◆ Exercise prompt
Show every line of the records below that contains the string "trim". Case counts, so match uppercase and lowercase letters as given.

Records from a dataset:

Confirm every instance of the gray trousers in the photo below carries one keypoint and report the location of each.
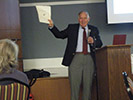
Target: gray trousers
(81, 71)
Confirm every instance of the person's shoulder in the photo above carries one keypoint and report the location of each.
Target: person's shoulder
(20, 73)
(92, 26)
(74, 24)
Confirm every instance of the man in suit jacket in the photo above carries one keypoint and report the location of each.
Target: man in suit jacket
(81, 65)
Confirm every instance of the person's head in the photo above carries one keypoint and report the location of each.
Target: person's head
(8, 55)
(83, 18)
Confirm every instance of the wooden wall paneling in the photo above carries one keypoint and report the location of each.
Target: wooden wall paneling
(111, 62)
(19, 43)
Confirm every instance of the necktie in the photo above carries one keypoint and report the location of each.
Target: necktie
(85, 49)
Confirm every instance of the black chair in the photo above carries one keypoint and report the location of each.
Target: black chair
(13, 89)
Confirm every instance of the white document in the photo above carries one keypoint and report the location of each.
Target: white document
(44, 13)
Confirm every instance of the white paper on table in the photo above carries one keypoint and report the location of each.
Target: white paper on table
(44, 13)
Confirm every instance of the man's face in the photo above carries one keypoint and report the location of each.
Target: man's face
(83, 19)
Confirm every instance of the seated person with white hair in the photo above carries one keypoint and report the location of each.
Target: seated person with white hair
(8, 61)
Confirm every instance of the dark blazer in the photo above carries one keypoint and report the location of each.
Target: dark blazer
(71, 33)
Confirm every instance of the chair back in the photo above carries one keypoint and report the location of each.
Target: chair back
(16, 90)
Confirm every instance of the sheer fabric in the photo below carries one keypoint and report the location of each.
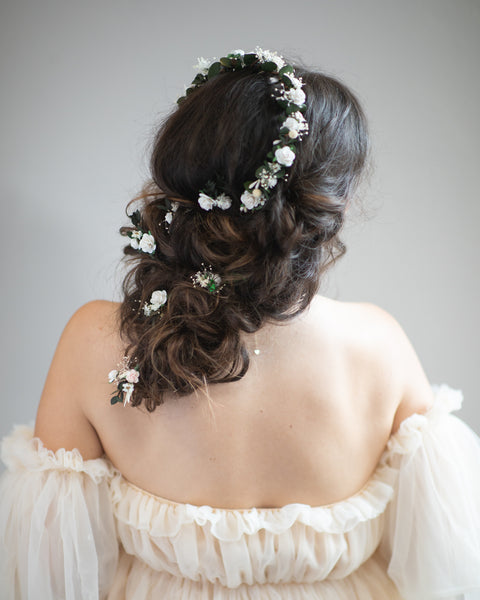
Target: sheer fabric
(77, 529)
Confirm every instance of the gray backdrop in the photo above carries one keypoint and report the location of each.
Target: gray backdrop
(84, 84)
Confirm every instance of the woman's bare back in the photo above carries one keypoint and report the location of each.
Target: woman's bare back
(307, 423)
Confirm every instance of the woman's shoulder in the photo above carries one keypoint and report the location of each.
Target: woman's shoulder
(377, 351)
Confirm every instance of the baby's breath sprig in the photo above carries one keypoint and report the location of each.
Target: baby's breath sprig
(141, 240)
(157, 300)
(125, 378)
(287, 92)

==

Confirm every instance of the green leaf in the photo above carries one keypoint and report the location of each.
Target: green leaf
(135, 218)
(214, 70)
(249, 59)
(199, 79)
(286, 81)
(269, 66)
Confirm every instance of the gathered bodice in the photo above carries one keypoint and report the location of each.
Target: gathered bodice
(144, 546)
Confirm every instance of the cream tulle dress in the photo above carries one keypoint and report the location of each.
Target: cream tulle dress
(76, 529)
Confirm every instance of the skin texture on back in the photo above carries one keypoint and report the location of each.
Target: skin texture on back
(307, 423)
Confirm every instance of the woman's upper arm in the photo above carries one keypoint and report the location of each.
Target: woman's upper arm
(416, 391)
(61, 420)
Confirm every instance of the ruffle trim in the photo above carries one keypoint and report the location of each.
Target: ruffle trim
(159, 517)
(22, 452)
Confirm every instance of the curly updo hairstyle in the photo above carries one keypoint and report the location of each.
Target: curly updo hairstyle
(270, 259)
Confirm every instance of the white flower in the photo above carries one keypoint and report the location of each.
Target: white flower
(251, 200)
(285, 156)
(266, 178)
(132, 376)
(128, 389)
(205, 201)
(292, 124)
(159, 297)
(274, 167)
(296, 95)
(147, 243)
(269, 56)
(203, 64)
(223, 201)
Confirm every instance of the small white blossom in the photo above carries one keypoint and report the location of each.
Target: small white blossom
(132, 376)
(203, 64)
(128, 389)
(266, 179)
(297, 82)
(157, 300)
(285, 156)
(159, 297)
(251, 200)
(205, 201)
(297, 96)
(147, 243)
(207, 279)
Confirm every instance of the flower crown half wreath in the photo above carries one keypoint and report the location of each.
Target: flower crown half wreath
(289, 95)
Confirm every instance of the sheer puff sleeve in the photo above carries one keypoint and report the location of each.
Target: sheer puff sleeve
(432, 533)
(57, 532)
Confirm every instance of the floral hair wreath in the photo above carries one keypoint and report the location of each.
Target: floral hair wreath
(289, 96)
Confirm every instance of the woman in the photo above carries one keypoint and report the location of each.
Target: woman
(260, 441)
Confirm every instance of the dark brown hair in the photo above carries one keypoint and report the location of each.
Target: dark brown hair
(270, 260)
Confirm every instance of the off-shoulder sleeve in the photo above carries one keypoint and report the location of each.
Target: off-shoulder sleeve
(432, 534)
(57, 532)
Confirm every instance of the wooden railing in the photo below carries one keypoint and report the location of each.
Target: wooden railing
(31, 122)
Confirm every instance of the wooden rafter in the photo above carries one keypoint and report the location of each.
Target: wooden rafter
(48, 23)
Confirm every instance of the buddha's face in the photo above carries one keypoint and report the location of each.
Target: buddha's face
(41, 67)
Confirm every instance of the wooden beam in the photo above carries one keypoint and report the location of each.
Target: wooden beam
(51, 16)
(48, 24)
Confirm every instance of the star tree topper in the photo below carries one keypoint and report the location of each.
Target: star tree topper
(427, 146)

◆ Result
Confirm every instance of the ruffle trim in the photo above carries one keypoint and report the location of each.
Target: ruffle trim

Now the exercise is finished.